Directive
Rescale the material below. Reproduce every line, requests included, and multiply each point coordinate in the answers by 0.3, rounding to the nearest whole number with halves rounded up.
+---+
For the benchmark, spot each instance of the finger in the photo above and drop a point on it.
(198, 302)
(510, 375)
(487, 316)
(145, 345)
+---+
Exercise result
For the benchmark, spot each instance of the finger in the photo above and drop a point on it.
(59, 91)
(153, 113)
(146, 95)
(44, 104)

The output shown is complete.